# Another FTPd thread (but the first of 2010)

## dE_logics

So times have changed, so I would like to ask the experienced Gentoo community which FTPd is good for what.

Which is the fastest?

Which is the most secure?

Which is the most reliable?

Configuration time/difficulty doesn't matter.

PS - I know nothing about FTP (currently reading about it in a book)... so all you have to do is tell the server about the directory which it has to serve right?

----------

## Yuu

Hi,

from my experience with proftpd and vsftpd only, I think that :

Which is the fastest? vsftpd seems to be faster than proftpd : starting/stoping daemon, and directory listing seems faster.

Which is the most secure? vsftpd seems more secure than proftpd; see all configuration options, and found vulnerabilities : proftpd vs vsftpd

Which is the most reliable? Quite rough question; I think both vsftpd and proftpd are stable.

Moreover, vsftpd's configuration is less "user-friendly" than proftpd. And like I said, I haven't tried pureftpd, or other ftp daemons; so I have a limited point of view.

Actually, I'm quite happy with vsftpd, but I think this server has poor hide/deny files support. For example, if you deny {.*}, you can't use "CDUP" because, I think, it's like "CD ..". That's because it has a "simple implementation" of regex support (see here and here).

 *dE_logics wrote:*   

> PS - I know nothing about FTP (currently reading about it in a book)... so all you have to do is tell the server about the directory which it has to serve right?

 

Yes, but sometimes you have to modify default options, or read all available options to figure out how to do something specific; but nothing really hard.

Hope that's helped  :Wink: 

----------

## dE_logics

Thanks vsftpd I'll chose.

----------

* [What the task asks]: Print the entire FTP server thread above without changing a single character. The lines that come next are separate material with no connection to the thread.

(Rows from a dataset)
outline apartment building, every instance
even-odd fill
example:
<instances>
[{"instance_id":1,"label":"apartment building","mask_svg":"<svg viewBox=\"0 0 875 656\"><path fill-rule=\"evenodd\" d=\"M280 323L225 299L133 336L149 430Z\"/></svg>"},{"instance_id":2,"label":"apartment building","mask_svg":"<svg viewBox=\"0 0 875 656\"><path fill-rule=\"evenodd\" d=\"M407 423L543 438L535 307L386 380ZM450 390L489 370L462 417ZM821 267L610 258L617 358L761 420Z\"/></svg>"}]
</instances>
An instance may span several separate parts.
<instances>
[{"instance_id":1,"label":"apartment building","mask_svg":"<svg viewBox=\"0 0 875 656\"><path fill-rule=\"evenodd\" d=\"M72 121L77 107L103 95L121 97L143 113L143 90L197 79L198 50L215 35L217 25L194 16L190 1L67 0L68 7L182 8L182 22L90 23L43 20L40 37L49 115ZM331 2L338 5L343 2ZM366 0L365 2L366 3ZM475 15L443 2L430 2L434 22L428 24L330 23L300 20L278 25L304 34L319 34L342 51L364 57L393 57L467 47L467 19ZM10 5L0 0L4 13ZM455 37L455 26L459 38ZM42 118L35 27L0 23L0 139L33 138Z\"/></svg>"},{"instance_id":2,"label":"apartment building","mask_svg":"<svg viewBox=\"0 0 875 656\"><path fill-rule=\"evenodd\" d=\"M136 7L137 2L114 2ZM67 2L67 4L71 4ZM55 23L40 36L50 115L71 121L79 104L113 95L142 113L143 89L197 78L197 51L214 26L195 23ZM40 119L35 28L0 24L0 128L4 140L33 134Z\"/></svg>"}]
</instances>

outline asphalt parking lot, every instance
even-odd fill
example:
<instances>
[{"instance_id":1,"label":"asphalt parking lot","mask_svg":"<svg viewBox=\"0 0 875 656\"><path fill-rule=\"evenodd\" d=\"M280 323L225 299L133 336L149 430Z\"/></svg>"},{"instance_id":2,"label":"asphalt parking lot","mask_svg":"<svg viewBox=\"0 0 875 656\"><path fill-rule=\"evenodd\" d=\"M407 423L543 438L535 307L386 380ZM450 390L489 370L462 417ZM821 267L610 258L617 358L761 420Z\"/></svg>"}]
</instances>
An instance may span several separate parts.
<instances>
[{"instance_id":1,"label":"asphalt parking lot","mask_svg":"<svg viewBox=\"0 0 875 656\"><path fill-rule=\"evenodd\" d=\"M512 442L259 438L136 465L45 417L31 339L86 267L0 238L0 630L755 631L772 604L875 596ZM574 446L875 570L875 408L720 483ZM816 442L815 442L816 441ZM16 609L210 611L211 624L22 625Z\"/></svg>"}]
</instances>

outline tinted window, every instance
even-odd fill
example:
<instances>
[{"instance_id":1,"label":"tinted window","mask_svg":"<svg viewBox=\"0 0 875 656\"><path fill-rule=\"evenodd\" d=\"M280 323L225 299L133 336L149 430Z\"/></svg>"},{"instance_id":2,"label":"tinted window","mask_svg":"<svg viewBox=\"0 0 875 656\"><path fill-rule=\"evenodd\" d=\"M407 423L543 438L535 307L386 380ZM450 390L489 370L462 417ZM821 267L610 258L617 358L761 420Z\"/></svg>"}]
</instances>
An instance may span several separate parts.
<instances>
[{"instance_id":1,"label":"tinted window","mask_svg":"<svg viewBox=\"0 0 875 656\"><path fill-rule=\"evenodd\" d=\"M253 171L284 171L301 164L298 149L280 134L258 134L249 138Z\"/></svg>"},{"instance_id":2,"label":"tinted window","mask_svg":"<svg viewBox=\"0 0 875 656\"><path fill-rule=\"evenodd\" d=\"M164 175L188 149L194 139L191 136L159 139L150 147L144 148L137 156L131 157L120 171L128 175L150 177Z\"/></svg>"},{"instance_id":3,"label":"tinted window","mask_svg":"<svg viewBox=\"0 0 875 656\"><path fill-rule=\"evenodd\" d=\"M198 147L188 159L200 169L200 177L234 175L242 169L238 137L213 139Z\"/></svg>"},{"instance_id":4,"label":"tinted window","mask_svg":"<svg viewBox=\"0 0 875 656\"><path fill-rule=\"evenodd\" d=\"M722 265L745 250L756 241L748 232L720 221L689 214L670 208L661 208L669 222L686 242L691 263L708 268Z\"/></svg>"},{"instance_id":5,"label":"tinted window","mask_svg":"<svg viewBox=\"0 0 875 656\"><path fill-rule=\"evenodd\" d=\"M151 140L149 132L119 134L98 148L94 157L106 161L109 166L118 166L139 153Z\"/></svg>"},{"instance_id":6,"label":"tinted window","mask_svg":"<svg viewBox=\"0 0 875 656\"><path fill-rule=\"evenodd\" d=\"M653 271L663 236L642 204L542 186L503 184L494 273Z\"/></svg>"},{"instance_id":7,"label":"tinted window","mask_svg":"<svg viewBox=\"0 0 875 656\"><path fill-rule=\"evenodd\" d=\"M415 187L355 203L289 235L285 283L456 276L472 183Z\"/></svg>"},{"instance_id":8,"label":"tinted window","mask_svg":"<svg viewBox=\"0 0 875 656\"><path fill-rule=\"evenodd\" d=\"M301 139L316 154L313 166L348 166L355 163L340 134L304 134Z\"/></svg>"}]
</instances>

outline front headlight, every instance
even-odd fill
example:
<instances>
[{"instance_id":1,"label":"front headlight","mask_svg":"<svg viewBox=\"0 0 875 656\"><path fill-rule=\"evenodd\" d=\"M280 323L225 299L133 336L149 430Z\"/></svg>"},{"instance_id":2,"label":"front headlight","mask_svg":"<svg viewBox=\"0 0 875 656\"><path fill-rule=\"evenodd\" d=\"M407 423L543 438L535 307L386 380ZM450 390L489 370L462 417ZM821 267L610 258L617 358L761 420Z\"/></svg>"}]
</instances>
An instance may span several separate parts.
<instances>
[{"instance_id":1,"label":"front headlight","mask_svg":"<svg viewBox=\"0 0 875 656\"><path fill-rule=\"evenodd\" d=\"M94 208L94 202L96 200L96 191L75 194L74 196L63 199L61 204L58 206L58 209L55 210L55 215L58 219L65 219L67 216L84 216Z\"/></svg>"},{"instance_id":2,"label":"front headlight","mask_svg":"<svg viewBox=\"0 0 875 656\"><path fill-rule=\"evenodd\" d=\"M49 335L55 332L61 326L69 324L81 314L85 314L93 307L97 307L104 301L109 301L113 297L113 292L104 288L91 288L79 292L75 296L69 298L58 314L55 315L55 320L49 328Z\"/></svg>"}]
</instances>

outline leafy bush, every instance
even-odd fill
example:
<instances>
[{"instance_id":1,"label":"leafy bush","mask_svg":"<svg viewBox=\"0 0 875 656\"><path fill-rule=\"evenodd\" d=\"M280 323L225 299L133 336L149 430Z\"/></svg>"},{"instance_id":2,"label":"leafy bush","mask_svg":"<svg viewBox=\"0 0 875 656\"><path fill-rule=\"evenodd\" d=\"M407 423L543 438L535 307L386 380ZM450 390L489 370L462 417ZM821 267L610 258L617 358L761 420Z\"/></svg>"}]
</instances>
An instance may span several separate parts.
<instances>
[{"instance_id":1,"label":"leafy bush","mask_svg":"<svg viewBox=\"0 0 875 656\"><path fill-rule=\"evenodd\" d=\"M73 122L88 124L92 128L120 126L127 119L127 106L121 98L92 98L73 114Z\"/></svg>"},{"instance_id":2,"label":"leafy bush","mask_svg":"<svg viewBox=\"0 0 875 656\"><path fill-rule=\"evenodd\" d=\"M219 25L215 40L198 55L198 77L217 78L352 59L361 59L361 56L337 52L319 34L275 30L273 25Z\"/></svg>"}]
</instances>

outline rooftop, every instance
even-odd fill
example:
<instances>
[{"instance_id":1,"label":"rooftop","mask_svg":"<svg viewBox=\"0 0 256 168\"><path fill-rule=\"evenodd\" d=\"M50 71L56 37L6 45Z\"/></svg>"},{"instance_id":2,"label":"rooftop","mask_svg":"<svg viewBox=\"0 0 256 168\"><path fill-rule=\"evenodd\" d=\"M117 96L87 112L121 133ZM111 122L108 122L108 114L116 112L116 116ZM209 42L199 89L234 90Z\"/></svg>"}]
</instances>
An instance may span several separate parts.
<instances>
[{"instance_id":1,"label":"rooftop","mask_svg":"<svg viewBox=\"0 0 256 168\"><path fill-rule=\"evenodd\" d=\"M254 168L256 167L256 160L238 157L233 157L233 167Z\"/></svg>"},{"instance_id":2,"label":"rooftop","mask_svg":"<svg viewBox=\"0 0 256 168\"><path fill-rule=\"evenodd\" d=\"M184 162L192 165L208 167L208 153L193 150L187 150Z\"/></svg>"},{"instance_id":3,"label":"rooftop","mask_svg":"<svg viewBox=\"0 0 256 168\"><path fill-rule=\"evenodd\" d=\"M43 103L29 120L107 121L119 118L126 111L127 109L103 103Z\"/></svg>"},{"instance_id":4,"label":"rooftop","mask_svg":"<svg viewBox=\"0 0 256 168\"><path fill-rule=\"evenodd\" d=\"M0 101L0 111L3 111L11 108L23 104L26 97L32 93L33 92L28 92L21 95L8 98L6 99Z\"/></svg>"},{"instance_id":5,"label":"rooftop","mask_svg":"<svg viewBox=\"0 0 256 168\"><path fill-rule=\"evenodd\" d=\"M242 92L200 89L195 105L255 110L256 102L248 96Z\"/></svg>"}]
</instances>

* [Expected answer]:
# Another FTPd thread (but the first of 2010)

## dE_logics

So times have changed, so I would like to ask the experienced Gentoo community which FTPd is good for what.

Which is the fastest?

Which is the most secure?

Which is the most reliable?

Configuration time/difficulty doesn't matter.

PS - I know nothing about FTP (currently reading about it in a book)... so all you have to do is tell the server about the directory which it has to serve right?

----------

## Yuu

Hi,

from my experience with proftpd and vsftpd only, I think that :

Which is the fastest? vsftpd seems to be faster than proftpd : starting/stoping daemon, and directory listing seems faster.

Which is the most secure? vsftpd seems more secure than proftpd; see all configuration options, and found vulnerabilities : proftpd vs vsftpd

Which is the most reliable? Quite rough question; I think both vsftpd and proftpd are stable.

Moreover, vsftpd's configuration is less "user-friendly" than proftpd. And like I said, I haven't tried pureftpd, or other ftp daemons; so I have a limited point of view.

Actually, I'm quite happy with vsftpd, but I think this server has poor hide/deny files support. For example, if you deny {.*}, you can't use "CDUP" because, I think, it's like "CD ..". That's because it has a "simple implementation" of regex support (see here and here).

 *dE_logics wrote:*   

> PS - I know nothing about FTP (currently reading about it in a book)... so all you have to do is tell the server about the directory which it has to serve right?

 

Yes, but sometimes you have to modify default options, or read all available options to figure out how to do something specific; but nothing really hard.

Hope that's helped  :Wink: 

----------

## dE_logics

Thanks vsftpd I'll chose.

----------